*What is required:* Reproduce every row below with "Put a marker on" swapped for "Place a point on" wherever it appears, leaving everything else unchanged. Omit the pictures from your output.

*Provided records:*
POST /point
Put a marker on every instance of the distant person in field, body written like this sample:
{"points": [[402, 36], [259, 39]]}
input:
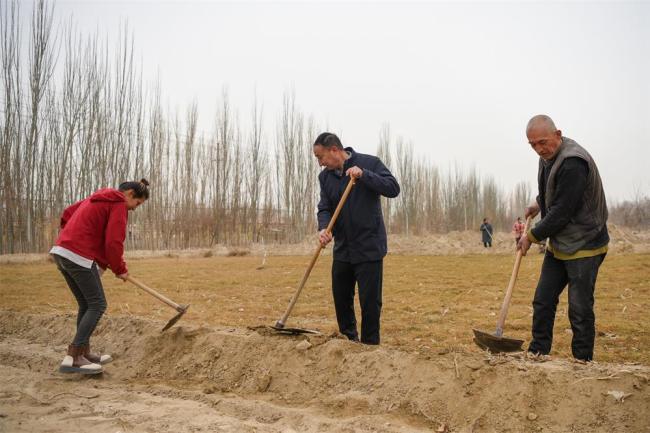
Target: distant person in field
{"points": [[91, 240], [359, 233], [574, 220], [518, 230], [486, 233]]}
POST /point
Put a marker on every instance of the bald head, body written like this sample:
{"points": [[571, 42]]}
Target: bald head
{"points": [[543, 136], [541, 121]]}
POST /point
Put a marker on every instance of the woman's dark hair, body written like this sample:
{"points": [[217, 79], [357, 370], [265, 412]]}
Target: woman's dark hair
{"points": [[327, 139], [140, 189]]}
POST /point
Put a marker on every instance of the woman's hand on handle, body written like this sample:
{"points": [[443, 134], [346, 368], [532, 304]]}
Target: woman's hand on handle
{"points": [[324, 237], [532, 210]]}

*Final answer:*
POST /point
Place a point on every instance of the distant person in field, body written like this sample:
{"points": [[402, 36], [259, 39]]}
input:
Target: distant person in field
{"points": [[91, 240], [359, 233], [574, 220], [518, 230], [486, 233]]}
POST /point
Place a point on every instance of the bald head, body written like this sample:
{"points": [[571, 42]]}
Target: bald head
{"points": [[543, 136], [541, 121]]}
POST /point
Place a point on every instance of the woman's dark hair, body written like this sample:
{"points": [[217, 79], [357, 370], [265, 412]]}
Target: woman's dark hair
{"points": [[327, 139], [140, 189]]}
POST /point
Place a point on every instance of the woman's hand on handle, body written like this sample:
{"points": [[443, 134], [346, 368], [532, 304]]}
Target: woman's hand on handle
{"points": [[324, 237], [532, 210]]}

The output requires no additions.